* **Task prompt**
Lines in the listing below may contain the string "tattoo". Say how many do, giving only the number.

* **Data for this exercise**
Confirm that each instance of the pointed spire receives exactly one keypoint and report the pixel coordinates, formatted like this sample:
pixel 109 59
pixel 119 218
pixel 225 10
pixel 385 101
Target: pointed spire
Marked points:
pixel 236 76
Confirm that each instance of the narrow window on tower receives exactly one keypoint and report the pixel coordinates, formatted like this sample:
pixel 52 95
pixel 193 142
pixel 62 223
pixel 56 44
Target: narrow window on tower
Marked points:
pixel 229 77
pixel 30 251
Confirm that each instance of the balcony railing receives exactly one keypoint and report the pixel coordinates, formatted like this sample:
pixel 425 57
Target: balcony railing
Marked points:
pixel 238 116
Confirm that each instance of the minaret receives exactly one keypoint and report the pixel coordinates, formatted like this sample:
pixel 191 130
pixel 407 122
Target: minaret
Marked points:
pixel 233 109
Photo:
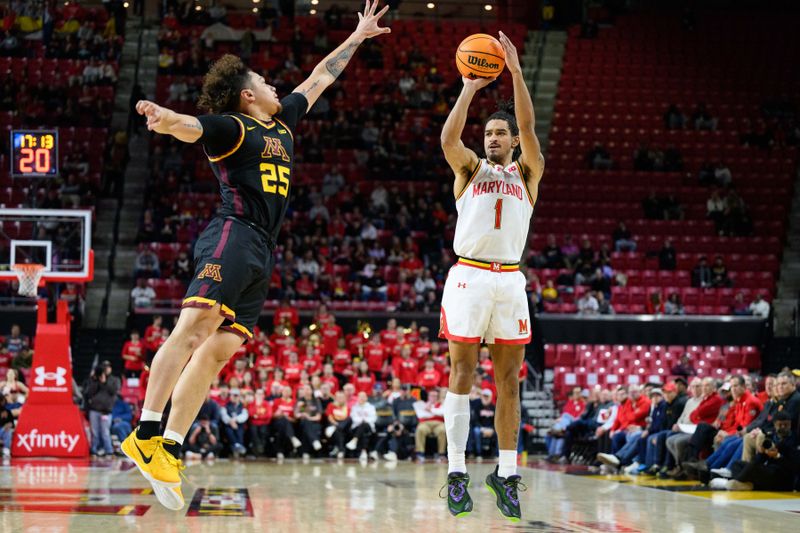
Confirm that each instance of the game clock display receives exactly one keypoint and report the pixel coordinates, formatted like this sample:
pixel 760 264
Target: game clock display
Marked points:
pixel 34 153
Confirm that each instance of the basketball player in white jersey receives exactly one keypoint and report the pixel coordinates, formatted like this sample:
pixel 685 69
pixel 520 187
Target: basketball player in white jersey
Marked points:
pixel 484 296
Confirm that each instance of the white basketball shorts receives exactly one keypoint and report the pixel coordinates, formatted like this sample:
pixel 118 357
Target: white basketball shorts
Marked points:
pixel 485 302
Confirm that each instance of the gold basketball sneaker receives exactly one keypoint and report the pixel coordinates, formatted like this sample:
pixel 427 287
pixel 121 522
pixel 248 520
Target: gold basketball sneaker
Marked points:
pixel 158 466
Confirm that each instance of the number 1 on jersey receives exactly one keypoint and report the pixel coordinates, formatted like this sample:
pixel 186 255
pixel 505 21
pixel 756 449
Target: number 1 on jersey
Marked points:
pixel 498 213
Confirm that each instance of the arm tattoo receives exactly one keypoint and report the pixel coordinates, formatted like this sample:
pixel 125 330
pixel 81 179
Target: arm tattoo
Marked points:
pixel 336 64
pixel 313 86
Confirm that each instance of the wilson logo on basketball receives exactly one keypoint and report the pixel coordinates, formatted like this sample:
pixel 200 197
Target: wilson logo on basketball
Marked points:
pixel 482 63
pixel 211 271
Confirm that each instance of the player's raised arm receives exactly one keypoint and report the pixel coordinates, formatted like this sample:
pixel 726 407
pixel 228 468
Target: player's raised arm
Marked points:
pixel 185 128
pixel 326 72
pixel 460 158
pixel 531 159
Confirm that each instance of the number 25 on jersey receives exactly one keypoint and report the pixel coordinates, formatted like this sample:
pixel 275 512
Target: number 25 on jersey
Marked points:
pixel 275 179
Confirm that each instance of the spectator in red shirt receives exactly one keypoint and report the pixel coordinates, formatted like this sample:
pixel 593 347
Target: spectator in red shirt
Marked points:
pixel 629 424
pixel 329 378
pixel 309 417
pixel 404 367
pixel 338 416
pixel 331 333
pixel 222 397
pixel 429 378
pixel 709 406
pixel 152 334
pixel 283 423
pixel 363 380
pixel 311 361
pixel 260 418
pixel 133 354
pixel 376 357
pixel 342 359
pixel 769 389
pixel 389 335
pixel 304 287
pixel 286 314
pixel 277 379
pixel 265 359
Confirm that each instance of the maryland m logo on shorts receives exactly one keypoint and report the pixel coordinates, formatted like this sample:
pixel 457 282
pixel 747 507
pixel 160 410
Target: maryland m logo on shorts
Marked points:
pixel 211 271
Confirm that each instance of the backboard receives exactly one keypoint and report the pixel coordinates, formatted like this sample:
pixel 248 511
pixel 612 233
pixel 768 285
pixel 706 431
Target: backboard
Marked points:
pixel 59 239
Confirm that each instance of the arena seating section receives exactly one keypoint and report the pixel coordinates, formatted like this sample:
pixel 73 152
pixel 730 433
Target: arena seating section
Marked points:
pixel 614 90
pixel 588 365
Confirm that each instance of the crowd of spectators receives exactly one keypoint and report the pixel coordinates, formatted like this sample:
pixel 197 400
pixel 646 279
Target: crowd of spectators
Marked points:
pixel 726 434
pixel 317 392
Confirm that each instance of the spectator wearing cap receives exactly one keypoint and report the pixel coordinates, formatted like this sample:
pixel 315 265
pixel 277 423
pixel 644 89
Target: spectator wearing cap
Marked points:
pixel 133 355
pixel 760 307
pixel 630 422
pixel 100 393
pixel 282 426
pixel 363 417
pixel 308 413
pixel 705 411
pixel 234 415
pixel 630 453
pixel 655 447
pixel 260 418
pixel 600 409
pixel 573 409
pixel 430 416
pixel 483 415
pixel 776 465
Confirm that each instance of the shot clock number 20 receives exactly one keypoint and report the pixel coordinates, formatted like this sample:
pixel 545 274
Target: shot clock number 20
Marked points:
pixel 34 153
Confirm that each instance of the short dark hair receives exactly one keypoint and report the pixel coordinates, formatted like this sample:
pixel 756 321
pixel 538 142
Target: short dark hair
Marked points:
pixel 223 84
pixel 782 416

...

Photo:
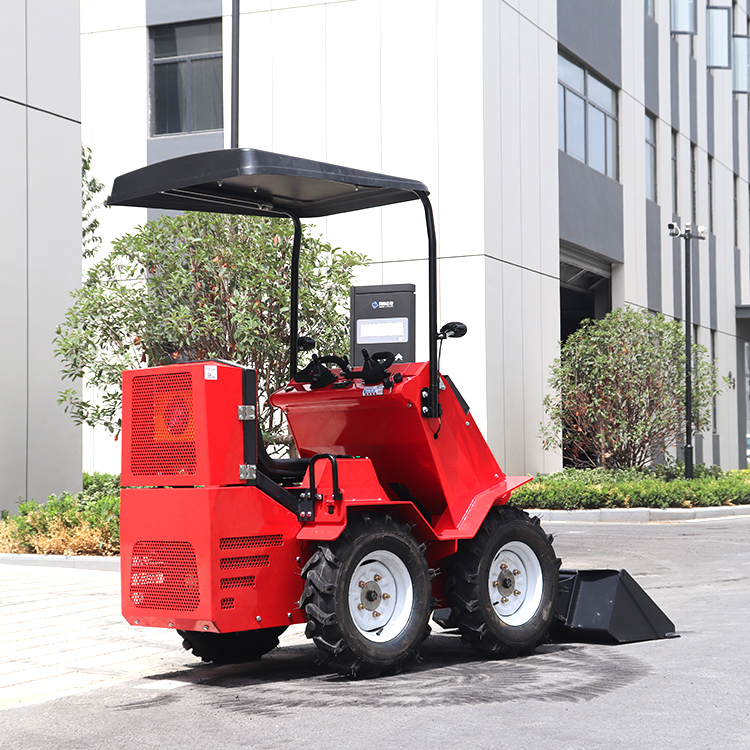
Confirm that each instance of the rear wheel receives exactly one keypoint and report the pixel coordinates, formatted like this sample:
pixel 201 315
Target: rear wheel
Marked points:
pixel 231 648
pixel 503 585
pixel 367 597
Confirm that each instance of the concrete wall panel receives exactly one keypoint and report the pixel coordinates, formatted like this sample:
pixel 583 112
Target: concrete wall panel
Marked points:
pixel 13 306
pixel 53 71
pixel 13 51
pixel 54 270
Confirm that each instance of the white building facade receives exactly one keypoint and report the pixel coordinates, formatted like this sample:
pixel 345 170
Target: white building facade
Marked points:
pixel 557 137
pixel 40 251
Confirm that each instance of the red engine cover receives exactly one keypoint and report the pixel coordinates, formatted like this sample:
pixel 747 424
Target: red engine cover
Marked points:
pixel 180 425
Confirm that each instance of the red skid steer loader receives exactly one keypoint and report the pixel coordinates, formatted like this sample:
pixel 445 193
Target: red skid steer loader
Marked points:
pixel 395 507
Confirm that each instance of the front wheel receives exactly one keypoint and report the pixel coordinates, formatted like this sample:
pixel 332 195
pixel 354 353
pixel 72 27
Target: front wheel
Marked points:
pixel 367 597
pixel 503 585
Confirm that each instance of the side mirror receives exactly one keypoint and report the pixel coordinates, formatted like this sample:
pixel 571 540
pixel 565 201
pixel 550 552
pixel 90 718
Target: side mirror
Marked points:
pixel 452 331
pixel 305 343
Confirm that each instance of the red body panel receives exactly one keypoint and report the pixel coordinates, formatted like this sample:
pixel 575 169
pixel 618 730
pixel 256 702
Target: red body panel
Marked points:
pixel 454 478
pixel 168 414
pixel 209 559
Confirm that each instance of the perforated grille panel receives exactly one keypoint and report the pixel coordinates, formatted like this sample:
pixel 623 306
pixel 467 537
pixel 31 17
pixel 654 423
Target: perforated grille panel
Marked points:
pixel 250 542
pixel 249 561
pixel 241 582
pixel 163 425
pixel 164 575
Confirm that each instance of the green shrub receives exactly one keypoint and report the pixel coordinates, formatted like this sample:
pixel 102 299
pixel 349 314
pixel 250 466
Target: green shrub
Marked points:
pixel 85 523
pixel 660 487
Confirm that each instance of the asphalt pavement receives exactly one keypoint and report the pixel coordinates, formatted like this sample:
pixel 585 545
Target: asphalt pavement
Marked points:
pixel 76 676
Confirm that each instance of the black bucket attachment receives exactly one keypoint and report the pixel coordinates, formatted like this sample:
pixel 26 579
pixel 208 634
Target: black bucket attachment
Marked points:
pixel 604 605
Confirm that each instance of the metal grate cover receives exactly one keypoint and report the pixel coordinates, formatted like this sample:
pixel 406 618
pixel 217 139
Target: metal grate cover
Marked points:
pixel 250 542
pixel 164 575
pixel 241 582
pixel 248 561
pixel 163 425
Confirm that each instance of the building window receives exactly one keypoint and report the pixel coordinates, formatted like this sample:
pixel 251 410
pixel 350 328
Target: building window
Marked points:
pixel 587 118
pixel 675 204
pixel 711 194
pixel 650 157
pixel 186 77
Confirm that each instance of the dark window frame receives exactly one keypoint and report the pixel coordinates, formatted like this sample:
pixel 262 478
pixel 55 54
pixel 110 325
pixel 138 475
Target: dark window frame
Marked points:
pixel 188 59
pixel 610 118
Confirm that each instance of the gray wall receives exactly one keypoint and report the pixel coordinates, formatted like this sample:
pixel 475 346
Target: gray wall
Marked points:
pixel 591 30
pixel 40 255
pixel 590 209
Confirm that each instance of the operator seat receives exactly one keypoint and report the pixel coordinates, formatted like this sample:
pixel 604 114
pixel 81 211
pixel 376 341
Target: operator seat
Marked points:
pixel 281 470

==

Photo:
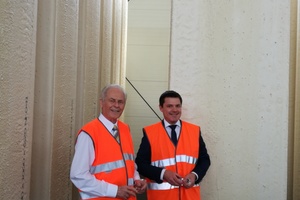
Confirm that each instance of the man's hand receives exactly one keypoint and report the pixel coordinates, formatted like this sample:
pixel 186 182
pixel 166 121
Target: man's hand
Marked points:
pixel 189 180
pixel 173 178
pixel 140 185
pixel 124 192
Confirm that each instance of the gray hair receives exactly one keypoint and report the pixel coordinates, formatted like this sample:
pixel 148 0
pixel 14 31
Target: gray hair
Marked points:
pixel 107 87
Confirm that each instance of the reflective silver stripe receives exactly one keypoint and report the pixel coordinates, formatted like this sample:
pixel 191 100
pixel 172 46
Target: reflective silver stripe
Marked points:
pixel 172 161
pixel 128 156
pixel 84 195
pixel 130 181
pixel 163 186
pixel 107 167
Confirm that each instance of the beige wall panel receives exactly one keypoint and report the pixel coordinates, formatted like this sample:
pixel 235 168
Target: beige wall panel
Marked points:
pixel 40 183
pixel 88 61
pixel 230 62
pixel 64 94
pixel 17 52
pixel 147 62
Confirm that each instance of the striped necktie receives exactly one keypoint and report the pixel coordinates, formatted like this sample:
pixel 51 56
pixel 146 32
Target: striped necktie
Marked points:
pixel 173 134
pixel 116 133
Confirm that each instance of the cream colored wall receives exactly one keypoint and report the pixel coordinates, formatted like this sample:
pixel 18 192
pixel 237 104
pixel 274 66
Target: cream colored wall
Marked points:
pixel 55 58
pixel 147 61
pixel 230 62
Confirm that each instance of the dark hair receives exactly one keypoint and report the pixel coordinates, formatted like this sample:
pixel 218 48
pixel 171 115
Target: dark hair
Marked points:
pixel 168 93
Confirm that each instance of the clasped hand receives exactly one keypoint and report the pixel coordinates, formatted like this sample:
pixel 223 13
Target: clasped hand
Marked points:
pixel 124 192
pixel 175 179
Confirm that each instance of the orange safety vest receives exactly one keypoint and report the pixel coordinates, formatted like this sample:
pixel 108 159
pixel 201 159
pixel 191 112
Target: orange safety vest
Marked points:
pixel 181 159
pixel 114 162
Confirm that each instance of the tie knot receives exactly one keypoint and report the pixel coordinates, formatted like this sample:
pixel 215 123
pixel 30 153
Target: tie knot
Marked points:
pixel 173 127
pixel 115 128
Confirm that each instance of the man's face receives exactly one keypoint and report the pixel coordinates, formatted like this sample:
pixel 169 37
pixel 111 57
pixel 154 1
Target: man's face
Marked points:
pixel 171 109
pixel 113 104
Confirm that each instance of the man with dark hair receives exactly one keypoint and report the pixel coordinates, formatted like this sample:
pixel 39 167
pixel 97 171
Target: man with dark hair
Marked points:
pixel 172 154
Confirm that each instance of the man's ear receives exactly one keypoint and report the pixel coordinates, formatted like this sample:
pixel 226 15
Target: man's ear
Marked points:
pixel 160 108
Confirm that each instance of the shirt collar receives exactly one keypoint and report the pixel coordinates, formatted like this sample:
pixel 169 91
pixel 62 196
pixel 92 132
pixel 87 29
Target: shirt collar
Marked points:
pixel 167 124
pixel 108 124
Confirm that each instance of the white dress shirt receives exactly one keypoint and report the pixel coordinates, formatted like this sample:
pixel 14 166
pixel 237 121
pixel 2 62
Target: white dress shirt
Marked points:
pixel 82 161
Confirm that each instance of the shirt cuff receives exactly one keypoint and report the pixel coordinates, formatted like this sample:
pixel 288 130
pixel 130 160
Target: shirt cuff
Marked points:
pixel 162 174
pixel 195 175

* **Task response**
2